Hitchens, Mos Def & hip hop’s strange histories

July 12, 2009 at 6:41 pm | Posted in Music, Art, Etcetera, Terrorism, U.S. Politics | 13 Comments

Blame Reagan for making me into a monster
Blame Oliver north and Iran-Contra
I ran contraband that they sponsored
Before this rhyming stuff we was in concert

Jay-Z – ‘Blue Magic

First, I might as well endorse Ben Thompson’s positive review of the new, ‘implausibly impeccable’, Mos Def record. It’s been 10 years since Dante Smith’s exceptional debut, and in the intervening years he’s seemed more interested in his acting career than mouthing rhymes into a microphone. For that reason, The Ecstatic is an unexpected delight. Musically & lyrically, it’s the most enthusiastic, eloquent & interesting thing he’s produced since Black On Both Sides and should be regarded as one of the best hip hop records of recent years.

Job 1: Retype the Mos Def post between "Blame Reagan for" and "of recent years.", inclusive.
Job 2:
Answer these questions about the Mos Def post:
(a) On what date was it posted?
(b) Whose review of the new record does the writer endorse?
(c) How many years have passed since Dante Smith's debut?
Job 3: Write what comes next in the Mos Def post, picking up after its final sentence.
The entries bear no relation to the Mos Def post.

Record excerpts:

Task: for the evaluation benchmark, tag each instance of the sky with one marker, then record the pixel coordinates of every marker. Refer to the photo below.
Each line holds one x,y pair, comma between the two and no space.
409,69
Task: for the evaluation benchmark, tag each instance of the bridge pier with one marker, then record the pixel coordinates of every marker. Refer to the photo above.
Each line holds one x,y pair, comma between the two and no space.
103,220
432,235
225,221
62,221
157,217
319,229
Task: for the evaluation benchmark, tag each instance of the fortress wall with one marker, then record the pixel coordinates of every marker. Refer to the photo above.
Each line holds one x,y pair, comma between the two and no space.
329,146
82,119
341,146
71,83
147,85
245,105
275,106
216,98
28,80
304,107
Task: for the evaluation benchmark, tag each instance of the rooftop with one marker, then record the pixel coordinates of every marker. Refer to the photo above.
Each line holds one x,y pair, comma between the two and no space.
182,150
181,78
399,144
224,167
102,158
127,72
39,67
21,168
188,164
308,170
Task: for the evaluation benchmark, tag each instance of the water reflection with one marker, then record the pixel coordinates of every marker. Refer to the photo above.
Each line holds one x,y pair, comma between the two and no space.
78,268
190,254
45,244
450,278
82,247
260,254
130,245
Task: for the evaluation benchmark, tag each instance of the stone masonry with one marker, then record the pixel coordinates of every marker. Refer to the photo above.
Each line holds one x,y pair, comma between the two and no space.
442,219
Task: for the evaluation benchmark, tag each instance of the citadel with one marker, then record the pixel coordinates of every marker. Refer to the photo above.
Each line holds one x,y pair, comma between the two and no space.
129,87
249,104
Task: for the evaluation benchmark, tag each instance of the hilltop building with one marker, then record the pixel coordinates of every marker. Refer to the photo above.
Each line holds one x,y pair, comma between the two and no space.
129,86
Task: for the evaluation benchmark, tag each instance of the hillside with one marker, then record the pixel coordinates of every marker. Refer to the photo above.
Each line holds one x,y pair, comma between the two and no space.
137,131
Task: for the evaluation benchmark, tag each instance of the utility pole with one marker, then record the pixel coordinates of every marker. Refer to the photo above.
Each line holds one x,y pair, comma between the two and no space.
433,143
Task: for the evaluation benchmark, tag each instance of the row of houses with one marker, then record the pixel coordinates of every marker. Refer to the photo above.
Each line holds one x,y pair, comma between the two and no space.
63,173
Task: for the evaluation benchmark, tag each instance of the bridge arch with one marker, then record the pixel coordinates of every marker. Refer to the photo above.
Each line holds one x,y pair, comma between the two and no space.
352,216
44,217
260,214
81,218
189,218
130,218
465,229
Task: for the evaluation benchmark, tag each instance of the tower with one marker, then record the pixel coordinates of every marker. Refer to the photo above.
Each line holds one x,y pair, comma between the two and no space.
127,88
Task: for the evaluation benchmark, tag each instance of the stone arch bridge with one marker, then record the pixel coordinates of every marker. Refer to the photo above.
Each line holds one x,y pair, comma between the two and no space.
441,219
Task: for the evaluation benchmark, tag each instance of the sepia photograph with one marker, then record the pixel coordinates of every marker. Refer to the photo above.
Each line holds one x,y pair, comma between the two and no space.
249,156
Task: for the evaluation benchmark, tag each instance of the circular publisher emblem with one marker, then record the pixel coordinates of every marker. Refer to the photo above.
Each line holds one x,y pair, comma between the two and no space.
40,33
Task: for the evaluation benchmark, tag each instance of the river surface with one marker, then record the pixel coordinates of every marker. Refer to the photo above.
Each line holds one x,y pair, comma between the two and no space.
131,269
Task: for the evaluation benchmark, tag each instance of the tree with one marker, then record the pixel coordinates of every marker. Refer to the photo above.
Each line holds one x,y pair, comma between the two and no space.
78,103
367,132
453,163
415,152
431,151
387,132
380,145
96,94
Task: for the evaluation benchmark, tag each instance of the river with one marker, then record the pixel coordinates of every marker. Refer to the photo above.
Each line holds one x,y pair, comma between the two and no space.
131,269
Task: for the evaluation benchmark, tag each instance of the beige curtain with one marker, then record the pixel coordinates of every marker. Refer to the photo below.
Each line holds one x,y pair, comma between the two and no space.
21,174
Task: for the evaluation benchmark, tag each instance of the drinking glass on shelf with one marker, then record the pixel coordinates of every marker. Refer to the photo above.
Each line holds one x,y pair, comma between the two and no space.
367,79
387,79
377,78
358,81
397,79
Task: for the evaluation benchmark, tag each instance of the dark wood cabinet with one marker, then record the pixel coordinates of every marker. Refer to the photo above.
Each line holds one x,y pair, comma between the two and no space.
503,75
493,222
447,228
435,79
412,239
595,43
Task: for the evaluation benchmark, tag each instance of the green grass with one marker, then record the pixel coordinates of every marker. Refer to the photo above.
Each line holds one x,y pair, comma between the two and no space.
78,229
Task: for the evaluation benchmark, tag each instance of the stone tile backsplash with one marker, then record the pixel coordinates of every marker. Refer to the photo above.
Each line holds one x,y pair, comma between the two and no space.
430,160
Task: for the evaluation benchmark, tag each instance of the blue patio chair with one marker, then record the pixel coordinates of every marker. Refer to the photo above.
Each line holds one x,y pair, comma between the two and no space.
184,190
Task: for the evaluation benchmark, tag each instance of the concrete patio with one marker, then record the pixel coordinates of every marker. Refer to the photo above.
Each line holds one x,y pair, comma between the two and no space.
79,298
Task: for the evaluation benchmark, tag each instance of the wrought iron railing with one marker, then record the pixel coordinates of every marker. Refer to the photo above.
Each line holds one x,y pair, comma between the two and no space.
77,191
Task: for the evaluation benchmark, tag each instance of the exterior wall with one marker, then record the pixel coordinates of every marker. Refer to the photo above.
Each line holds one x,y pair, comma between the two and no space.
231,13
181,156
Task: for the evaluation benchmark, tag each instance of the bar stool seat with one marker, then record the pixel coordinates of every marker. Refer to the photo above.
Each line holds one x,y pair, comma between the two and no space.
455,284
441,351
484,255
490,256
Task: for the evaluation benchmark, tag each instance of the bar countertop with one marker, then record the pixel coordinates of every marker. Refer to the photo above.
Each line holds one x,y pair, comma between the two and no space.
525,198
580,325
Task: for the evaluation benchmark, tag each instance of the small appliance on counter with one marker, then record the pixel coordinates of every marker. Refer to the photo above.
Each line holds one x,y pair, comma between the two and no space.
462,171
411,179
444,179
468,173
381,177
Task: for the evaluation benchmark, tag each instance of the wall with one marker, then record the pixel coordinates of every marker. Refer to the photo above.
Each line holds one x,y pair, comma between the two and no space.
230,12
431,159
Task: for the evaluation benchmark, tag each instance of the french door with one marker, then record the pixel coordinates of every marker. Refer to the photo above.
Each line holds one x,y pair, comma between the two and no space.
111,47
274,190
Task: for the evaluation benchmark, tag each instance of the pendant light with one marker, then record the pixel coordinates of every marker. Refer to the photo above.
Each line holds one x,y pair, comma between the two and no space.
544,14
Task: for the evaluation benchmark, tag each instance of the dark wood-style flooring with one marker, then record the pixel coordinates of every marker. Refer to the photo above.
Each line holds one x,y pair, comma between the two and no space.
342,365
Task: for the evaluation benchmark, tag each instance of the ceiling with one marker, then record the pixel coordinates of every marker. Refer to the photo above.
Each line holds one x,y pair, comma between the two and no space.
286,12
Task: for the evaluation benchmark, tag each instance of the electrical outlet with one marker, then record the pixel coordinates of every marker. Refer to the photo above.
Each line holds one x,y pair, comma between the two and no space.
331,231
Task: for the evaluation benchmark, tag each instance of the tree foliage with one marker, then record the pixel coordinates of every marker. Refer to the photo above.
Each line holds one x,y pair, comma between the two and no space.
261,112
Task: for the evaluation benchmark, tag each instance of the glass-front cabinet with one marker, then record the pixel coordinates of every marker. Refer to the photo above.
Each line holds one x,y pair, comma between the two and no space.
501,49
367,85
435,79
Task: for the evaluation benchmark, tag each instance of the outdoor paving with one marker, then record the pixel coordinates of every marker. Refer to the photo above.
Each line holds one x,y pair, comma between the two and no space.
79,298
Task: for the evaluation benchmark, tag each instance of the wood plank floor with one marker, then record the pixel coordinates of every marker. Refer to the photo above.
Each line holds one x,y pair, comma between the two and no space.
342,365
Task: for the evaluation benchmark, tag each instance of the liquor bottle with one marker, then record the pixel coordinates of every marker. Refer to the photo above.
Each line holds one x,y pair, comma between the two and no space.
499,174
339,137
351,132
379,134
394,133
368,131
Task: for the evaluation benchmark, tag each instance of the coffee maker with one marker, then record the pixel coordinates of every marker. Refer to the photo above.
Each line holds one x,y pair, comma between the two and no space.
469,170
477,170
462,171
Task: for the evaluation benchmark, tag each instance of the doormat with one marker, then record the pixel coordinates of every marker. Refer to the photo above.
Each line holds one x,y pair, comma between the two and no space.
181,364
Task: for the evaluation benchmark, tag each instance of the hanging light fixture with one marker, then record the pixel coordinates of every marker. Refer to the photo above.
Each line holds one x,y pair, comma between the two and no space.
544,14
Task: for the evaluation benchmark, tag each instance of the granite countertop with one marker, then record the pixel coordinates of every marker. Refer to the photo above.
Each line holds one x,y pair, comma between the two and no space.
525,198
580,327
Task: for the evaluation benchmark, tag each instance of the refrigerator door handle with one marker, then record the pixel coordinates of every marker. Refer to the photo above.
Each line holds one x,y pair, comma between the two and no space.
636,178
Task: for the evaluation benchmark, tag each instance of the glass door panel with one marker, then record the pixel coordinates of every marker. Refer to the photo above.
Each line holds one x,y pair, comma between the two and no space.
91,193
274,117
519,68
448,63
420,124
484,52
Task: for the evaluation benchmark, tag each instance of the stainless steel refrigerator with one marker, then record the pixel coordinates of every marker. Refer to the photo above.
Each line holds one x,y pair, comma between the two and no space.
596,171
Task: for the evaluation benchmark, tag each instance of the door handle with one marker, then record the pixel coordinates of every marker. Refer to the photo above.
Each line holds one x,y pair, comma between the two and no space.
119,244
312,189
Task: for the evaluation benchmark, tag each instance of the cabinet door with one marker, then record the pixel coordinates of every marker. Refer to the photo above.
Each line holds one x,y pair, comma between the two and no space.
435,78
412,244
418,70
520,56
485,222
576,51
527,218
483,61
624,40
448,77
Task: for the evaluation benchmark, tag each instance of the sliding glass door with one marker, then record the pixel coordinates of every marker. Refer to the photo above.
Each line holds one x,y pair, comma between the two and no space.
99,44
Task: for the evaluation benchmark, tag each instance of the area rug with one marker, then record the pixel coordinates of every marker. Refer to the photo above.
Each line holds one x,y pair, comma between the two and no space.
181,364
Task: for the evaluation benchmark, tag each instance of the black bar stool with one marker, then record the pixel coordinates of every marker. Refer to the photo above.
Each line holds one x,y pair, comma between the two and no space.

Written reply 1:
Blame Reagan for making me into a monster
Blame Oliver north and Iran-Contra
I ran contraband that they sponsored
Before this rhyming stuff we was in concert

Jay-Z – ‘Blue Magic

First, I might as well endorse Ben Thompson’s positive review of the new, ‘implausibly impeccable’, Mos Def record. It’s been 10 years since Dante Smith’s exceptional debut, and in the intervening years he’s seemed more interested in his acting career than mouthing rhymes into a microphone. For that reason, The Ecstatic is an unexpected delight. Musically & lyrically, it’s the most enthusiastic, eloquent & interesting thing he’s produced since Black On Both Sides and should be regarded as one of the best hip hop records of recent years.

Written reply 2:
(a) July 12, 2009
(b) Ben Thompson's
(c) 10 years

Written reply 3:
But as good as that album is, this post isn’t really about that. Instead, I want to discuss an incident which Thompson briefly refers to in his review; an awkward, awful exchange between Smith and Christopher Hitchens on HBO’s Real Time with Bill Maher:

Obviously, neither of the two men covers himself in glory here. Smith’s habit of repeatedly proclaiming – and then defending – his ignorance about Al Qaeda & the Taliban (to the point of mixing the two groups up) is cringe-makingly embarrassing, and Hitchens is at his sneering, condescending worst, delighting in dishing-out put-downs to someone he clearly considers an intellectual inferior. But Mos Def certainly isn’t the idiot Hitchens assumes him to be; whilst wasn’t lucky enough to go from private schooling to Oxford and then various journals of world renown, he is a dextrous rapper, a fine actor and a man who can speak eloquently on a number of subjects – just not the beliefs of Islamic militants. For a kid from public housing in Brooklyn, that ain’t half bad.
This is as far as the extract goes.